• [PROBLEM TO WORK ON]:
Your copy should match the entries exactly, with no images carried over.

• [INPUT DATA]:
----------
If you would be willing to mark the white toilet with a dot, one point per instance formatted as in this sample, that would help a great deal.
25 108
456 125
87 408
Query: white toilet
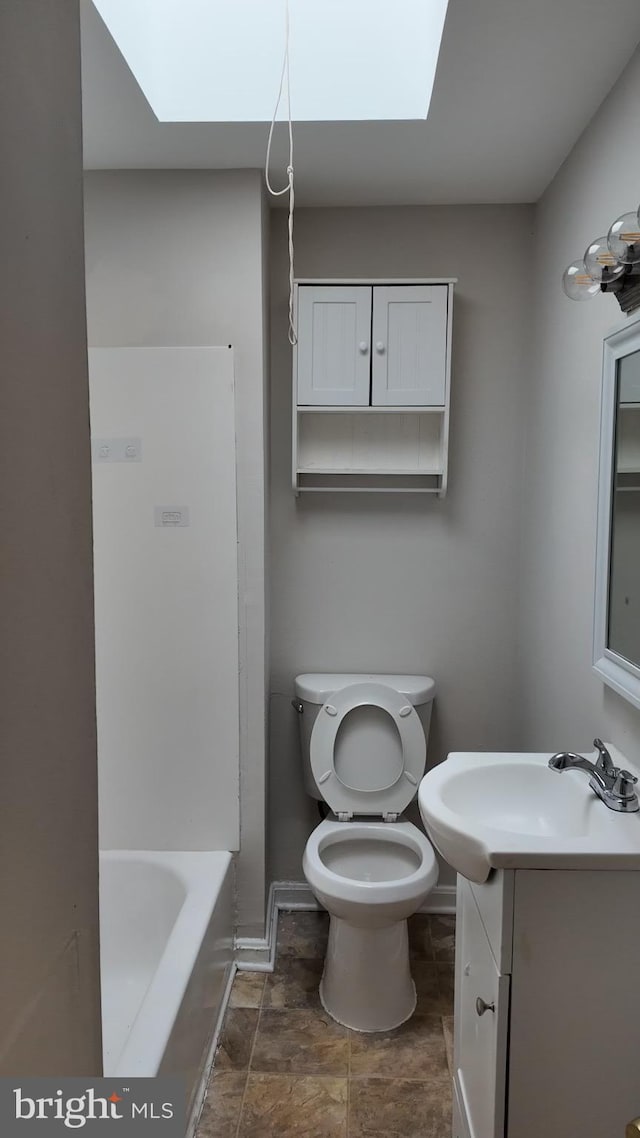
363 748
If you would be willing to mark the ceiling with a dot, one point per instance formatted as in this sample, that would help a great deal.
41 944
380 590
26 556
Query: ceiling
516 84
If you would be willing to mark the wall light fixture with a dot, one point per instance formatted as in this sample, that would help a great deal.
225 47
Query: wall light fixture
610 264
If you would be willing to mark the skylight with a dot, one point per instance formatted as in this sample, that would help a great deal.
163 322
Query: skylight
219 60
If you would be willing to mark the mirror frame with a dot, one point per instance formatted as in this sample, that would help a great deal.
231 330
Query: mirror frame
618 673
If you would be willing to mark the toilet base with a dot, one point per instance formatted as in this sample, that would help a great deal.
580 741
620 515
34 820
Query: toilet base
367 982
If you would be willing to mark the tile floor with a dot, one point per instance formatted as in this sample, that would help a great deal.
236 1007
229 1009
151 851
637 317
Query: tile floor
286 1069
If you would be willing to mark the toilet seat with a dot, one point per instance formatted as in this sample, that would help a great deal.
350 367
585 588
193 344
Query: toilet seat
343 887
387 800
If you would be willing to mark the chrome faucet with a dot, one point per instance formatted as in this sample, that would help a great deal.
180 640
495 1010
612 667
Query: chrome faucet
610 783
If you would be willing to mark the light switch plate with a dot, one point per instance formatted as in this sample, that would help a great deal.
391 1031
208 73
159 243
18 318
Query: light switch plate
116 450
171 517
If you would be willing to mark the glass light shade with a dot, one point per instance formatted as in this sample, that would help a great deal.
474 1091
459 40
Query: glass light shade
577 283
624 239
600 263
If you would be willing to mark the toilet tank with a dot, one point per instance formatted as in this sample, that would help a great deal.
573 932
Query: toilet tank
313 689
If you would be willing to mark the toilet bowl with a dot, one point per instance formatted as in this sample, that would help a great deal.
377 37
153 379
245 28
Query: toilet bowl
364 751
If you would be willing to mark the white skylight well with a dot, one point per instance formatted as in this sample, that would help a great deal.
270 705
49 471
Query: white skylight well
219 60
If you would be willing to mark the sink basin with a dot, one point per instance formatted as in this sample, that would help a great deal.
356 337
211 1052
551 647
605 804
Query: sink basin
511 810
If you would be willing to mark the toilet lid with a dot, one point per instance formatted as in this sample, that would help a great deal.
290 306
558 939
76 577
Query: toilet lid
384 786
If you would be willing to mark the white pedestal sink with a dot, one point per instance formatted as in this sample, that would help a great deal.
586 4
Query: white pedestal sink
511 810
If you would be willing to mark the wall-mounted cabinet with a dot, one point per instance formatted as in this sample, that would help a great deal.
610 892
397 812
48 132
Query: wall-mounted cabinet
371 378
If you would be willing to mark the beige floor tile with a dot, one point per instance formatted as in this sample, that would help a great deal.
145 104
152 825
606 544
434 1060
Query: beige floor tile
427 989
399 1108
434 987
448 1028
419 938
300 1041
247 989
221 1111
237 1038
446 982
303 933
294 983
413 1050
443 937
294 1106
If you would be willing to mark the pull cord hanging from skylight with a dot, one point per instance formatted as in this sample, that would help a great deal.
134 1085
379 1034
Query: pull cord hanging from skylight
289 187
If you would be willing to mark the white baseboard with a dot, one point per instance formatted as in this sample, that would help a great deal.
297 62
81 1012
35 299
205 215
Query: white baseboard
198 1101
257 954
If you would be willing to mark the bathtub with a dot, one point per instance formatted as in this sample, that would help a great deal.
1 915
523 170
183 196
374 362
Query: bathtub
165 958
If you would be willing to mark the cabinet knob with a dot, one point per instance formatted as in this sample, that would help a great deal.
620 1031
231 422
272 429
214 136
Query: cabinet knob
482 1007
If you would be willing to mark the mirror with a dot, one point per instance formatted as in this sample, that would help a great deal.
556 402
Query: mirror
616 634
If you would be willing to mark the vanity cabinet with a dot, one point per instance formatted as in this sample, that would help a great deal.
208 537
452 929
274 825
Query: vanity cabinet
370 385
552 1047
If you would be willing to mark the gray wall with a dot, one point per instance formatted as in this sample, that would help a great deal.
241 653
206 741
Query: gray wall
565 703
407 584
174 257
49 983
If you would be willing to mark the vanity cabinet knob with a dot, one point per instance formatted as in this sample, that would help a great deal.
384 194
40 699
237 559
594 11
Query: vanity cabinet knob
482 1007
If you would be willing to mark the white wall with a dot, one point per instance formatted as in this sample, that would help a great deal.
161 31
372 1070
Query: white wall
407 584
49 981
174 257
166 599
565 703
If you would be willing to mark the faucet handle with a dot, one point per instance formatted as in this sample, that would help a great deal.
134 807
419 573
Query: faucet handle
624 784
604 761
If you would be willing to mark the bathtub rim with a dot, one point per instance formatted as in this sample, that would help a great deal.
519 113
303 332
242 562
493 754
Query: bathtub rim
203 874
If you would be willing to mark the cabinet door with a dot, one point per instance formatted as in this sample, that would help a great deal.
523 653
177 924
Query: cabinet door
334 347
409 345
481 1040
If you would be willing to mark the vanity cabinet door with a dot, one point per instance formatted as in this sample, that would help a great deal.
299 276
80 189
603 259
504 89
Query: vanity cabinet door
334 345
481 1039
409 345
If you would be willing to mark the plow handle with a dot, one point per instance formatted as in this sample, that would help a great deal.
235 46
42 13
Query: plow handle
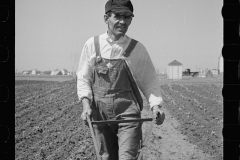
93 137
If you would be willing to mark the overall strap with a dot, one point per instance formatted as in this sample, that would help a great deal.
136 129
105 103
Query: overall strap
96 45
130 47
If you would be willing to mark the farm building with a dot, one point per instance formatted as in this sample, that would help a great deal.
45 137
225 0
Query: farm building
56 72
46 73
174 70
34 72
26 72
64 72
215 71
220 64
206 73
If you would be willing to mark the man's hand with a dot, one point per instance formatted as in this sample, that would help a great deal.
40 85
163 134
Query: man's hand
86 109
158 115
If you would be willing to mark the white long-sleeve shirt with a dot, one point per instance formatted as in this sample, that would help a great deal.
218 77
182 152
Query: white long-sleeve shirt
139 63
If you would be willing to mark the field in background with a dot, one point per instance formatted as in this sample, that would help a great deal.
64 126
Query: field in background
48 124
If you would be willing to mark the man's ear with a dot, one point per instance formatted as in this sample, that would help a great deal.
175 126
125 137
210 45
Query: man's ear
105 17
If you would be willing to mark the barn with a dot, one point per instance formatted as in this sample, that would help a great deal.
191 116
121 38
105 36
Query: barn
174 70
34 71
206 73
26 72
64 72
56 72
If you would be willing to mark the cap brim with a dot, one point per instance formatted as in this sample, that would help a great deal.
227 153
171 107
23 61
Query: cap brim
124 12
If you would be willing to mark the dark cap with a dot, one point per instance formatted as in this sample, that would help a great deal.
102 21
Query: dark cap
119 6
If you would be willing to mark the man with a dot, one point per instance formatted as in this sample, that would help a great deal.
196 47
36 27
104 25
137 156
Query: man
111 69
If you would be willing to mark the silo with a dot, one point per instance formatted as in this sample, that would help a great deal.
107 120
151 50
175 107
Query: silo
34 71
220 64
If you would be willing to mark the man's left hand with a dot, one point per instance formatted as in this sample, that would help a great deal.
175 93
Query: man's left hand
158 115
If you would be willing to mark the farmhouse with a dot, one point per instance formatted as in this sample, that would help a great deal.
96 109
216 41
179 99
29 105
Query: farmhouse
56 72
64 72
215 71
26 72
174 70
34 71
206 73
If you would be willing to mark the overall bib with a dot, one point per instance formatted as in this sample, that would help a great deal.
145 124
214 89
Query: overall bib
----------
• [SOLUTION FOR THIS TASK]:
If you would be willing to mark the white toilet with a dot, one point per instance formatted as in this sample, that would help a great deal.
25 108
456 125
87 408
Query: white toilet
363 748
If you would be willing to mark the ceiling with a dot, one point per instance formatted as in this sample, that would help a great deal.
41 944
380 590
26 556
Query: ceiling
516 84
If you would be willing to mark the wall light fixture with a dot, one point per instance formatted as in this sample, that would help a great deal.
225 47
Query: wall light fixture
610 264
If you would be willing to mark the skylight with a dot, one point per instance formatted as in this sample, that would help a great deal.
163 322
Query: skylight
219 60
If you would be willing to mark the mirror frame with a dot, one point per instance formatted as in this sample, that would help a great deal.
231 330
Query: mirror frame
618 673
If you would be willing to mark the toilet base with a dot, one point per instance formatted as in this sample, that would help a great deal.
580 741
620 515
34 820
Query: toilet base
367 982
If you would be willing to mark the tile floor with a dot, one point per instance formatted as in this sample, that would help a great deal.
236 1007
229 1009
151 851
637 317
Query: tile floor
286 1069
If you would be willing to mark the toilet seat with a dot, one point per instance formatted as in this sample, that would help a great deal.
350 367
585 588
193 344
Query: toilet seat
343 887
387 800
If you would be willing to mark the chrome faucet with a dot, one point per instance formatted as in this sample, that would help a great deal.
180 640
495 1010
612 667
Query: chrome faucet
610 783
If you would be willing to mark the light switch plate with a dot, one point per instance formatted as in this sample, that would help a great deal.
391 1031
208 73
159 243
18 318
Query: light switch plate
116 450
171 517
If you would be willing to mark the glass light shade with a dot, one point per instance formatted as in this sample, that would help a great deal.
474 1091
459 40
Query: glass light shade
577 283
624 239
600 263
If you would be willing to mark the toilet tank with a dot, one point per instance formatted as in this sample, that would help a great deal.
573 932
Query: toilet tank
313 689
If you would be willing to mark the toilet bowl with a dot, one point per instance formatted as in this sample, that would help a great deal.
377 37
153 379
245 28
Query: toilet bowl
364 751
If you would be willing to mark the white skylight well with a dot, one point per instance formatted as in this sample, that would help a great deal.
270 705
49 471
Query: white skylight well
219 60
If you would be willing to mark the sink basin with a dot, one point per instance formatted as in this sample, that would help a great deal.
356 337
211 1052
551 647
605 804
Query: sink basin
511 810
If you would be willing to mark the toilet lid with a dot, one point per instance formatted as in this sample, that would help a great deal.
290 306
558 939
76 577
Query: toilet lid
384 786
If you would be willing to mark the white pedestal sink with a dot, one point per instance formatted as in this sample, that would help a great deal.
586 4
Query: white pedestal sink
511 810
If you would be willing to mark the wall-mounted cabinet with a dot, one point per instance formatted as in this sample, that would help a great deal.
610 892
397 812
48 132
Query: wall-mounted cabinet
371 378
If you would be willing to mark the beige floor tile with a dot, one point per instance formatted as in this sample, that would help a great deal.
145 104
152 825
606 544
434 1060
Query: beige floor tile
427 989
399 1108
434 987
448 1028
419 938
300 1041
247 989
221 1111
237 1038
446 982
303 933
294 983
413 1050
443 937
294 1106
If you would be willing to mark the pull cord hanging from skylight with a dot, one point per instance formatted as in this sample, that would help a great deal.
134 1085
379 1034
Query: pull cord hanging from skylight
289 187
If you would be willing to mark the white baseboard with a dot, one point per instance formatted as in this sample, that would help a great deal.
297 62
81 1012
35 299
205 215
Query: white baseboard
198 1101
257 954
If you would be willing to mark the bathtub with a dot, one point per instance formatted as in this sample, that would help a great deal.
1 915
523 170
183 196
374 362
Query: bathtub
165 958
If you would be willing to mark the cabinet knob with a dot, one point per instance formatted as in this sample, that would help a great deal.
620 1031
231 422
272 429
214 136
Query: cabinet knob
482 1007
If you would be willing to mark the mirror with a dot, one point per instance formatted as in this sample, that would help a great deal.
556 402
Query: mirror
616 634
If you would be willing to mark the vanity cabinet with a dot, one point per instance formatted as in this sample, that would help a great deal.
208 537
452 929
274 825
Query: vanity cabinet
370 385
552 1047
If you would be willing to mark the gray wall with a dot, one point per instance formatted as in this sample, that would help a great deal.
241 653
206 741
Query: gray wall
565 703
407 584
174 257
49 983
If you would be willing to mark the vanity cabinet knob with a dot, one point per instance formatted as in this sample, that would help a great deal.
384 194
40 699
237 559
594 11
Query: vanity cabinet knob
482 1007
If you would be willing to mark the white wall with a dot, one point per instance formatted as in this sample, that would help a great deal.
161 31
372 1070
Query: white wall
407 584
49 981
174 257
166 599
565 703
If you would be willing to mark the faucet handle with a dot, one point per instance formatted as in this sample, that would help a great deal.
134 807
419 573
Query: faucet handle
624 784
604 761
If you would be willing to mark the bathtub rim with a dot, one point per instance formatted as in this sample, that would help a great deal.
519 113
303 332
242 562
493 754
Query: bathtub rim
203 874
If you would be willing to mark the cabinet door with a dot, one point per instance formatted as in this sample, that would help a great deal.
523 653
177 924
Query: cabinet door
334 347
409 345
481 1040
If you would be willing to mark the vanity cabinet door with a dot, one point per instance formatted as in this sample, that would help a great deal.
299 276
80 189
603 259
504 89
Query: vanity cabinet door
334 345
481 1039
409 345
If you would be willing to mark the plow handle with a dot, one point per instance formatted as in this sample, that would help a great deal.
235 46
42 13
Query: plow handle
93 137
If you would be willing to mark the overall strap with a dot, one point per instance formatted as in this sample, that would help a great deal.
136 129
105 103
Query: overall strap
96 45
130 47
If you would be willing to mark the farm building with a dot, one point per instance formatted as in this sample, that would help a great deal.
45 137
225 0
Query: farm building
56 72
46 73
174 70
34 72
26 72
64 72
215 71
220 64
206 73
If you would be willing to mark the man's hand with a dot, one point per instance formatted as in this sample, that would help a great deal.
40 85
163 134
Query: man's hand
86 109
158 115
If you would be willing to mark the white long-sleeve shirt with a dot, one point per instance formatted as in this sample, that would help a great deal.
218 77
182 152
Query: white long-sleeve shirt
139 63
If you would be willing to mark the field in background with a dot, one point per instance formatted as in this sample, that would help a great deal.
64 126
Query: field in background
48 124
If you would be willing to mark the man's ear with a dot, one point per instance formatted as in this sample, that would help a great deal.
175 126
125 137
210 45
Query: man's ear
105 17
If you would be willing to mark the barn with a dot, one point per instance formatted as in this sample, that would help a great deal.
191 116
121 38
105 36
Query: barn
174 70
34 71
206 73
26 72
64 72
56 72
If you would be willing to mark the cap brim with a dot, one point per instance formatted as in this sample, that would help a great deal.
227 153
171 107
23 61
Query: cap brim
124 12
If you would be willing to mark the dark cap with a dot, one point per instance formatted as in this sample, that would help a great deal.
102 21
Query: dark cap
119 6
If you would be willing to mark the man with a dot, one point per instance formatted as in this sample, that would help a great deal.
196 47
36 27
104 25
137 156
Query: man
111 69
If you would be willing to mark the silo with a dot, one point per instance formatted as in this sample, that would help a great deal.
107 120
151 50
175 107
Query: silo
34 71
220 64
If you would be willing to mark the man's left hand with a dot, one point per instance formatted as in this sample, that would help a great deal.
175 93
Query: man's left hand
158 115
If you would be willing to mark the farmhouse with a dot, one point per instance formatted as in this sample, that would help a great deal.
96 109
216 41
179 99
29 105
Query: farmhouse
56 72
64 72
215 71
26 72
174 70
34 71
206 73
If you would be willing to mark the overall bib with a dot, one point per instance formatted as in this sample, that would help a great deal.
145 124
214 89
Query: overall bib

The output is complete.